Aim of the exercise: What follows is a set of records; repeat them exactly, without the pictures.

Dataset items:
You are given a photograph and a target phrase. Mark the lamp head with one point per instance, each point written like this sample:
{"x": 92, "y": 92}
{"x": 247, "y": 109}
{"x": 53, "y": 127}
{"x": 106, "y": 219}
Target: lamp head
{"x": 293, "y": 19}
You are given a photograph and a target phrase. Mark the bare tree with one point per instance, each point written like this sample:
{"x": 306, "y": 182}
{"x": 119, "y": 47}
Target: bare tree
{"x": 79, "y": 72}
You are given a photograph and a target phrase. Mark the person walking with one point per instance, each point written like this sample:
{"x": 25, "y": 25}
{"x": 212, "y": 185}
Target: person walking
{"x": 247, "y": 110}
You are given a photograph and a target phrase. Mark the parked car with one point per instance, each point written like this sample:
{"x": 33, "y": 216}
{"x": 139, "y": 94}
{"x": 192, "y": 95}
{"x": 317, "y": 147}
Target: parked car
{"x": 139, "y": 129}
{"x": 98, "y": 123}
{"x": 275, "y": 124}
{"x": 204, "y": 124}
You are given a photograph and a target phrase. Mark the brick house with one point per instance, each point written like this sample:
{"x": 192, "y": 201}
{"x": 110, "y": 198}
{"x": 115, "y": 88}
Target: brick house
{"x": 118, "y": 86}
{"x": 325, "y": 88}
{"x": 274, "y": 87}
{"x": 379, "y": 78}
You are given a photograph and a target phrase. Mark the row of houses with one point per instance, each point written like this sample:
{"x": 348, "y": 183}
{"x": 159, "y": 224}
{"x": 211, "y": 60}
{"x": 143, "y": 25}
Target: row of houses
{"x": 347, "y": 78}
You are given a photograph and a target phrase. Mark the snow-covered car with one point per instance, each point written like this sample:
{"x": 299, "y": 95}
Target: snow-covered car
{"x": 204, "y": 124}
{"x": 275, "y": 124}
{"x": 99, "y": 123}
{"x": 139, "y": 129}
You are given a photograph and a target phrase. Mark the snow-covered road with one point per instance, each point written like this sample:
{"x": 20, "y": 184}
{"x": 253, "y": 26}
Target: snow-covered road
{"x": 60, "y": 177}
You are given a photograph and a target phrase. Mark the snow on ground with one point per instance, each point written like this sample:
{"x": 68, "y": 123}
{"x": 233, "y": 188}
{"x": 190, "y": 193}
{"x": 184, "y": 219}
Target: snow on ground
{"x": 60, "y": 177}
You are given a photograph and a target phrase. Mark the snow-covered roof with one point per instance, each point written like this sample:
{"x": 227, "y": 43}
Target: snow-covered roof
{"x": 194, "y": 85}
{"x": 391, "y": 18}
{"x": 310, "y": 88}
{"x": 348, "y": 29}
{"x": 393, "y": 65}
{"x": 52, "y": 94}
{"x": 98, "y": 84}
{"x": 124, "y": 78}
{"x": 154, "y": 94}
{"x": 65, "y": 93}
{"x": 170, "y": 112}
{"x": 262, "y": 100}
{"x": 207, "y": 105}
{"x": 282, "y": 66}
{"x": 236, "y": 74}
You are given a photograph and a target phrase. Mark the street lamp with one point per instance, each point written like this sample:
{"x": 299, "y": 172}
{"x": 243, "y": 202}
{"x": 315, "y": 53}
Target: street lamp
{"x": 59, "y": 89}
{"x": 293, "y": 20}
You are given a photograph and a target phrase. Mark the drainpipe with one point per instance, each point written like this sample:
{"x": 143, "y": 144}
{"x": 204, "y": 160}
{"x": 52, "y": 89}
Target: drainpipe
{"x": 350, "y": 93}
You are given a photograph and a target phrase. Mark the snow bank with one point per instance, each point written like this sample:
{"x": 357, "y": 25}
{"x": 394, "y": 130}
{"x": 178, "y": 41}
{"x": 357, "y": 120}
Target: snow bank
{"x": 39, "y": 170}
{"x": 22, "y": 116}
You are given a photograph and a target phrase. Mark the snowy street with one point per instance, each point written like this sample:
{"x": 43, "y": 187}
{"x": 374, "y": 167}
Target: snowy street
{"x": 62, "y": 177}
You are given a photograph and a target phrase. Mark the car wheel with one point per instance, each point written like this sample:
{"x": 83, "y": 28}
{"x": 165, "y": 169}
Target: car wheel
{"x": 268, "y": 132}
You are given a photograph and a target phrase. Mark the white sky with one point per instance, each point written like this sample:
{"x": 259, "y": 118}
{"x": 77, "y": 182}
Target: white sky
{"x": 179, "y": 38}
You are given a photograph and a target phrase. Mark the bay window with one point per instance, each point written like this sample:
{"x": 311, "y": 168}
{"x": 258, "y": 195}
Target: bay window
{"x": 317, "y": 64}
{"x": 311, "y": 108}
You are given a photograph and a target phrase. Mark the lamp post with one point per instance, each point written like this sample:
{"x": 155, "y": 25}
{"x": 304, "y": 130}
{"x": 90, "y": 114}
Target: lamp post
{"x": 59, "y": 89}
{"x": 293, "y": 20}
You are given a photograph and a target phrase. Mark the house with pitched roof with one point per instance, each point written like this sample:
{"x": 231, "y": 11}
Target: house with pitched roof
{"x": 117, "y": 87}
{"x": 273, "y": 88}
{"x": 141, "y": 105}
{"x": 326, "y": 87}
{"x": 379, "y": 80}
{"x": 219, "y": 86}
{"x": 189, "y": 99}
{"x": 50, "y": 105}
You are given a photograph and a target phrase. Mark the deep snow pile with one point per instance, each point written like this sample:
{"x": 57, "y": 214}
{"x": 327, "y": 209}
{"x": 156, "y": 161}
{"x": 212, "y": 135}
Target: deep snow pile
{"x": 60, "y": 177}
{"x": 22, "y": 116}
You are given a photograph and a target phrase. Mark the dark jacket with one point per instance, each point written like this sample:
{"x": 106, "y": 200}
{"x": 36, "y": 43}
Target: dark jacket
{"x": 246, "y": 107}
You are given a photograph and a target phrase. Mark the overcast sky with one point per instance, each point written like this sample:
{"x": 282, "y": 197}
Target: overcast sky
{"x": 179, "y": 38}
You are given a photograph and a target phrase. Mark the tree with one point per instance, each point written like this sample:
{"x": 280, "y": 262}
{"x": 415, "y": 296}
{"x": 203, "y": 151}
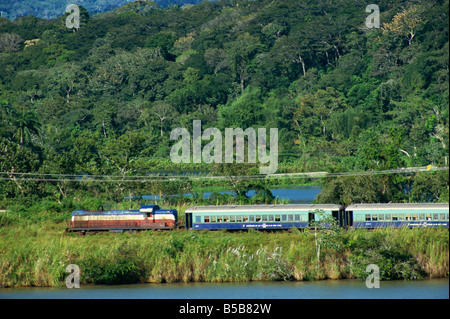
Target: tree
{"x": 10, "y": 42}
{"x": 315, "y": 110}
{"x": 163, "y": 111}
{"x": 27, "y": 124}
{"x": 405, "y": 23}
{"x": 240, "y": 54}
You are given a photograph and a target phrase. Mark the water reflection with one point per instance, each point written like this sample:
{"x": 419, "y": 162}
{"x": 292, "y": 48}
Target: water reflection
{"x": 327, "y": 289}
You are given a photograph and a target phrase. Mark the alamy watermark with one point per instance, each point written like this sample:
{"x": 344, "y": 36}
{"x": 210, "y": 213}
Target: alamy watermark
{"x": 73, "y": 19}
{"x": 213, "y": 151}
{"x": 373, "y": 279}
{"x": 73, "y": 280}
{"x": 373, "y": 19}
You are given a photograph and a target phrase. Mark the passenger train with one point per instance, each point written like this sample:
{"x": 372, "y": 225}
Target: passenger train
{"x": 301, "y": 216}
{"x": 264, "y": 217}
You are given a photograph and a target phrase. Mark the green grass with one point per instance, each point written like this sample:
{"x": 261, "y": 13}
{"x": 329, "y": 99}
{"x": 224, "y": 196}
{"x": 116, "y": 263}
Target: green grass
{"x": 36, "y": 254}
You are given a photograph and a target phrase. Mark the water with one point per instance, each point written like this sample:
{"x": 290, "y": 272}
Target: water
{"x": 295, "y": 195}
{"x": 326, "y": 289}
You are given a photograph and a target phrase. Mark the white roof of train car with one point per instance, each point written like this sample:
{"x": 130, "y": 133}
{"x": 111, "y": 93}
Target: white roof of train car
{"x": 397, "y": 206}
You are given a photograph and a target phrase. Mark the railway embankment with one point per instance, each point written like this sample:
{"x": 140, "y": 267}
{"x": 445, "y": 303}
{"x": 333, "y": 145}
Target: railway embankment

Response below:
You are given a photograph and a target phrase. Mark the lamp head with one point per instance, each point written like this sample:
{"x": 92, "y": 92}
{"x": 247, "y": 109}
{"x": 53, "y": 127}
{"x": 106, "y": 219}
Target: lamp head
{"x": 293, "y": 19}
You are given a photograph and a target phrase. Mark the bare tree with one point per instance, each point written like this sample:
{"x": 306, "y": 182}
{"x": 119, "y": 47}
Target: bare tree
{"x": 79, "y": 72}
You are given a photograph and a target phrase. Mark the person walking with one point per instance, each point written like this sample:
{"x": 25, "y": 25}
{"x": 212, "y": 185}
Target: person walking
{"x": 247, "y": 110}
You are given a photograph and a target phrase. Mark the parked car with one point per instance, each point written like this sample:
{"x": 33, "y": 216}
{"x": 139, "y": 94}
{"x": 192, "y": 95}
{"x": 317, "y": 147}
Target: parked car
{"x": 139, "y": 129}
{"x": 98, "y": 123}
{"x": 275, "y": 124}
{"x": 204, "y": 124}
You are given a photograph and a target phrase. Mark the brick house with one point per instance, each point written like this sample:
{"x": 192, "y": 201}
{"x": 110, "y": 198}
{"x": 115, "y": 88}
Target: brick house
{"x": 118, "y": 86}
{"x": 325, "y": 88}
{"x": 274, "y": 87}
{"x": 379, "y": 78}
You are given a photograph and a target phrase. Mark the row of houses with one point per instance, each point written like this sample:
{"x": 348, "y": 183}
{"x": 159, "y": 224}
{"x": 211, "y": 60}
{"x": 143, "y": 25}
Target: row of houses
{"x": 347, "y": 78}
You are given a photograph and a target phrase. Mark the snow-covered car with one point per instance, each point written like this sample:
{"x": 299, "y": 95}
Target: snow-covered car
{"x": 204, "y": 124}
{"x": 275, "y": 124}
{"x": 99, "y": 123}
{"x": 139, "y": 129}
You are given a photograph and a target phrase. Mark the snow-covered road with one point per instance, each point written like this sample:
{"x": 20, "y": 184}
{"x": 253, "y": 26}
Target: snow-covered road
{"x": 60, "y": 177}
You are given a photograph and a target phrase. Mark the snow on ground with one point per instance, each point written like this sample:
{"x": 68, "y": 123}
{"x": 233, "y": 188}
{"x": 190, "y": 193}
{"x": 184, "y": 219}
Target: snow on ground
{"x": 60, "y": 177}
You are given a photograph and a target phrase. Mark the snow-covered roof with one point per instance, each point written like this sample:
{"x": 227, "y": 43}
Target: snow-covered roof
{"x": 194, "y": 85}
{"x": 391, "y": 18}
{"x": 310, "y": 88}
{"x": 348, "y": 29}
{"x": 393, "y": 65}
{"x": 52, "y": 94}
{"x": 98, "y": 84}
{"x": 124, "y": 78}
{"x": 154, "y": 94}
{"x": 65, "y": 93}
{"x": 170, "y": 112}
{"x": 262, "y": 100}
{"x": 207, "y": 105}
{"x": 282, "y": 66}
{"x": 236, "y": 74}
You are given a photograph and a target phrase. Mark the street lamp with one point per instance, each point written like this sample:
{"x": 299, "y": 172}
{"x": 243, "y": 202}
{"x": 315, "y": 53}
Target: street lamp
{"x": 59, "y": 89}
{"x": 293, "y": 20}
You are given a photograph and a target phrase. Mark the drainpipe with one point per instance, each point written like this sample:
{"x": 143, "y": 144}
{"x": 204, "y": 160}
{"x": 52, "y": 89}
Target: drainpipe
{"x": 350, "y": 93}
You are given a photograph and a target phrase. Mark the snow bank with one point per instance, each point written like this sample:
{"x": 357, "y": 25}
{"x": 394, "y": 130}
{"x": 178, "y": 41}
{"x": 357, "y": 120}
Target: snow bank
{"x": 39, "y": 170}
{"x": 22, "y": 116}
You are given a photograph and a target phrase. Mark the snowy street with one point per instance, each point written like this sample:
{"x": 43, "y": 187}
{"x": 374, "y": 167}
Target: snowy street
{"x": 62, "y": 177}
You are given a photograph and a target phrase. Mark the car wheel with one point per instance, each point written like this sample:
{"x": 83, "y": 28}
{"x": 165, "y": 169}
Target: car wheel
{"x": 268, "y": 132}
You are given a photograph and a target phrase. Mark the white sky with one point per instance, each point written like this sample:
{"x": 259, "y": 118}
{"x": 77, "y": 182}
Target: white sky
{"x": 179, "y": 38}
You are given a photograph and a target phrase. Mark the bay window with one point per instance, each point written like this sample:
{"x": 311, "y": 168}
{"x": 258, "y": 195}
Target: bay window
{"x": 317, "y": 64}
{"x": 311, "y": 108}
You are given a photograph and a target phrase. Mark the lamp post with one point per instance, each point written like this sample:
{"x": 155, "y": 25}
{"x": 304, "y": 130}
{"x": 90, "y": 114}
Target: lamp post
{"x": 59, "y": 89}
{"x": 293, "y": 20}
You are given a photograph and a target phrase. Mark the house with pitched roof with one point per instance, each point written like this sample:
{"x": 231, "y": 11}
Target: house with pitched roof
{"x": 117, "y": 87}
{"x": 273, "y": 88}
{"x": 141, "y": 105}
{"x": 326, "y": 87}
{"x": 379, "y": 80}
{"x": 219, "y": 86}
{"x": 189, "y": 99}
{"x": 50, "y": 105}
You are given a photograph and a target phrase. Mark the deep snow pile with one point per instance, each point written like this sample:
{"x": 57, "y": 214}
{"x": 327, "y": 209}
{"x": 156, "y": 161}
{"x": 212, "y": 135}
Target: deep snow pile
{"x": 60, "y": 177}
{"x": 22, "y": 116}
You are given a photograph and a target phrase. Mark the dark jacket with one point per instance, each point written like this sample:
{"x": 106, "y": 200}
{"x": 36, "y": 43}
Target: dark jacket
{"x": 246, "y": 107}
You are given a photograph and a target phrase. Mark the overcast sky with one point per instance, each point written like this sample:
{"x": 282, "y": 197}
Target: overcast sky
{"x": 179, "y": 38}
You are given a photograph and a target phrase. Mark the tree with one point per instance, each point written like this sample:
{"x": 280, "y": 262}
{"x": 415, "y": 296}
{"x": 203, "y": 151}
Target: tree
{"x": 10, "y": 42}
{"x": 315, "y": 110}
{"x": 163, "y": 111}
{"x": 27, "y": 124}
{"x": 405, "y": 23}
{"x": 240, "y": 54}
You are given a photograph and a target phrase. Mark the water reflection with one point per instance, each point written like this sample:
{"x": 419, "y": 162}
{"x": 292, "y": 48}
Target: water reflection
{"x": 327, "y": 289}
You are given a photograph and a target phrase. Mark the alamy watermark with one point per instance, each point written like this sample:
{"x": 344, "y": 36}
{"x": 210, "y": 213}
Target: alamy watermark
{"x": 73, "y": 19}
{"x": 213, "y": 151}
{"x": 373, "y": 279}
{"x": 73, "y": 280}
{"x": 373, "y": 19}
You are given a photograph and a target phrase. Mark the passenger train with one point per instance, each point written like this sample:
{"x": 372, "y": 225}
Target: passenger train
{"x": 301, "y": 216}
{"x": 264, "y": 217}
You are given a photograph and a target phrase. Mark the green grass with one point per instance, each point written like this sample:
{"x": 261, "y": 13}
{"x": 329, "y": 99}
{"x": 224, "y": 196}
{"x": 116, "y": 263}
Target: green grass
{"x": 36, "y": 254}
You are given a photograph and a target phrase. Mark the water with one point per instance, each point written like this sample:
{"x": 290, "y": 272}
Target: water
{"x": 295, "y": 195}
{"x": 326, "y": 289}
You are given a photograph and a target phrase. Mark the white roof of train car with one point per instance, each point written like this sample:
{"x": 130, "y": 133}
{"x": 111, "y": 93}
Target: white roof of train car
{"x": 397, "y": 206}
You are given a photograph and a target phrase. Mark the railway embankment with one point per instance, each point written like this sample:
{"x": 140, "y": 267}
{"x": 445, "y": 303}
{"x": 333, "y": 145}
Target: railway embankment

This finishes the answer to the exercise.